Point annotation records
* START *

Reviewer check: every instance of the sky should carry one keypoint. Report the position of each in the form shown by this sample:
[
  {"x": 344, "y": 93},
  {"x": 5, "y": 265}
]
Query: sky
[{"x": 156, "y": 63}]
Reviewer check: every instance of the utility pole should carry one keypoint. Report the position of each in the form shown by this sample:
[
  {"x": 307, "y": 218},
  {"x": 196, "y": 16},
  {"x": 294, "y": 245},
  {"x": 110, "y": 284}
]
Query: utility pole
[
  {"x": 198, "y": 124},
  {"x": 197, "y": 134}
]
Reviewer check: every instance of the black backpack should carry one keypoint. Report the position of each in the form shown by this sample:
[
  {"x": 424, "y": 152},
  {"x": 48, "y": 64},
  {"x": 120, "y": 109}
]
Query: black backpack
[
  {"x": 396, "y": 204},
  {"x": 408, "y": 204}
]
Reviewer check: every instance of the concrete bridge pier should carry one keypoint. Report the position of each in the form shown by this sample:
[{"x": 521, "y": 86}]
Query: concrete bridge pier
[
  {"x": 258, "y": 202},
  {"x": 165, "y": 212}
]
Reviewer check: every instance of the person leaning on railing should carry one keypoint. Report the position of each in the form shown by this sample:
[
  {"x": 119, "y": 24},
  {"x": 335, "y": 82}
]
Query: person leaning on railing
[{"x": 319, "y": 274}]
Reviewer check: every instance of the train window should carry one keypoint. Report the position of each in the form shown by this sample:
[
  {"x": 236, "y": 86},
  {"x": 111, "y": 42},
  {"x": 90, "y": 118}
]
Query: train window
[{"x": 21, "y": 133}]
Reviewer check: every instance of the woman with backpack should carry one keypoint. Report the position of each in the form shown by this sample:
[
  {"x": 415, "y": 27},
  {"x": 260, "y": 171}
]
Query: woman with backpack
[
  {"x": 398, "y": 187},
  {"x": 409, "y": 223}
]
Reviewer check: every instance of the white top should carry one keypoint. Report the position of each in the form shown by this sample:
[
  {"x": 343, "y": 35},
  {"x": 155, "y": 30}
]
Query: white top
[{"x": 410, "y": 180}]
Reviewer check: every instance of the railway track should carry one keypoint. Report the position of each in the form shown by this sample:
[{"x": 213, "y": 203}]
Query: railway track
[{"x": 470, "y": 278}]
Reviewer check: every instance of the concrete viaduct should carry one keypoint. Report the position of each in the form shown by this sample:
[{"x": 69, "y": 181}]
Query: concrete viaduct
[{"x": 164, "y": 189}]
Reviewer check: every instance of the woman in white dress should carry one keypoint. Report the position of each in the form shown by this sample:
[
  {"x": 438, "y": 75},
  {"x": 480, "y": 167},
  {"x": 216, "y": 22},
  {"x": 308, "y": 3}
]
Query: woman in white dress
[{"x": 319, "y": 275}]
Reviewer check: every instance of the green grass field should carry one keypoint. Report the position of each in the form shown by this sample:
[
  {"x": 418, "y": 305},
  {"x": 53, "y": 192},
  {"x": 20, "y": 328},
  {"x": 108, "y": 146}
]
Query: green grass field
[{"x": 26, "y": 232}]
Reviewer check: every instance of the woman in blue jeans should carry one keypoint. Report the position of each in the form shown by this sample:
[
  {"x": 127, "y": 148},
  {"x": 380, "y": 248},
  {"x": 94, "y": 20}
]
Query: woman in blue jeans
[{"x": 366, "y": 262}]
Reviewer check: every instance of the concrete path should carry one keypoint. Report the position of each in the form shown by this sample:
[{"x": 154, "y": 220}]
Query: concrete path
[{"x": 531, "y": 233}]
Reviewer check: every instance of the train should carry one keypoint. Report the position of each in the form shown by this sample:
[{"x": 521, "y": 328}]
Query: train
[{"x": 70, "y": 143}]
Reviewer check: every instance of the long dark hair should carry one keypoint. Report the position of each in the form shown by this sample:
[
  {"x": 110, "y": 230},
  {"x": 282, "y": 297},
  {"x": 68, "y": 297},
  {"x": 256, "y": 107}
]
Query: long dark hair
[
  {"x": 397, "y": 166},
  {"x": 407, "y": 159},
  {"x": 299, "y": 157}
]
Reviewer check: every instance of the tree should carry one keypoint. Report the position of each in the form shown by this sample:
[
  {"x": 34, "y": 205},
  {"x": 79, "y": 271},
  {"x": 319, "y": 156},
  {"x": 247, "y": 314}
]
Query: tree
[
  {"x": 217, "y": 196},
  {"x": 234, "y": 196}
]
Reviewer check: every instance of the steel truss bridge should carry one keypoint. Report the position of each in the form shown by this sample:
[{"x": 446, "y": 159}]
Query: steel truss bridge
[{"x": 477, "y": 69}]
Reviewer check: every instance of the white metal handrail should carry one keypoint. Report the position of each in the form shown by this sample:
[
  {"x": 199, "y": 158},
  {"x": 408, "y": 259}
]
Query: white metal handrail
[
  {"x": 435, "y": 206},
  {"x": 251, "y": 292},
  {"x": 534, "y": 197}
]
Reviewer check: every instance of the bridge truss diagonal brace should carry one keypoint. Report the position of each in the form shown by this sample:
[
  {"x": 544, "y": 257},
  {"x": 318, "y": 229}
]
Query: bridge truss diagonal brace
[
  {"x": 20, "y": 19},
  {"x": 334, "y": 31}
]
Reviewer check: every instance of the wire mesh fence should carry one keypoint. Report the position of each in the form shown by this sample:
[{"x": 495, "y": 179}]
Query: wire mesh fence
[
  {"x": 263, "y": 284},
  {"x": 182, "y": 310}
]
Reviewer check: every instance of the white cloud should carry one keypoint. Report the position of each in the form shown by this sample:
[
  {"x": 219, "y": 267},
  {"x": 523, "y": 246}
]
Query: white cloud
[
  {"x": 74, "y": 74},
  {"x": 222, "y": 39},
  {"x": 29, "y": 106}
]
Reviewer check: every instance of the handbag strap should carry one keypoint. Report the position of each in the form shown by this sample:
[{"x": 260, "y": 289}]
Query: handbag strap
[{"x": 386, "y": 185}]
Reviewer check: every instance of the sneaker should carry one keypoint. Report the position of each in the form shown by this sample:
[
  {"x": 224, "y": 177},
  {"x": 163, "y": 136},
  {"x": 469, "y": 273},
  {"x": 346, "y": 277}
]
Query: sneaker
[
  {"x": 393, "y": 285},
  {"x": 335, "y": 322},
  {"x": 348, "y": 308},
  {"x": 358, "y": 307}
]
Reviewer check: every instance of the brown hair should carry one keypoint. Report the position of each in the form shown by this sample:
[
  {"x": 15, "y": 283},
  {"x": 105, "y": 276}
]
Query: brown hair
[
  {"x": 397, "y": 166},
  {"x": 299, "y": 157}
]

* END *

- _Requirement_: Quote only the lines from the line containing "Reviewer check: every instance of the white cloud" through the end of the entries, keeping the first and the last.

- _Task response_:
Reviewer check: every instance of the white cloud should carry one keypoint. Report the position of each in the form shown by this sample:
[
  {"x": 219, "y": 267},
  {"x": 523, "y": 246}
]
Query: white cloud
[
  {"x": 74, "y": 74},
  {"x": 222, "y": 39},
  {"x": 29, "y": 106}
]
Reviewer check: every instance of the handbag strap should carry one keypoint. Report the position of each in the form shown by this sample:
[{"x": 260, "y": 289}]
Query: handbag strap
[{"x": 386, "y": 185}]
Reviewer check: every instance of the sneaker should carry one keypoint. Report the position of each in the form shown by this sample:
[
  {"x": 224, "y": 177},
  {"x": 163, "y": 136},
  {"x": 469, "y": 273},
  {"x": 346, "y": 277}
]
Query: sneaker
[
  {"x": 393, "y": 285},
  {"x": 335, "y": 322},
  {"x": 348, "y": 308},
  {"x": 358, "y": 307}
]
Reviewer check: every instance of the brown hair should carry one keypoint. Report the position of each in the form shown by this sample:
[
  {"x": 15, "y": 283},
  {"x": 105, "y": 276}
]
Query: brown hair
[
  {"x": 397, "y": 166},
  {"x": 299, "y": 157}
]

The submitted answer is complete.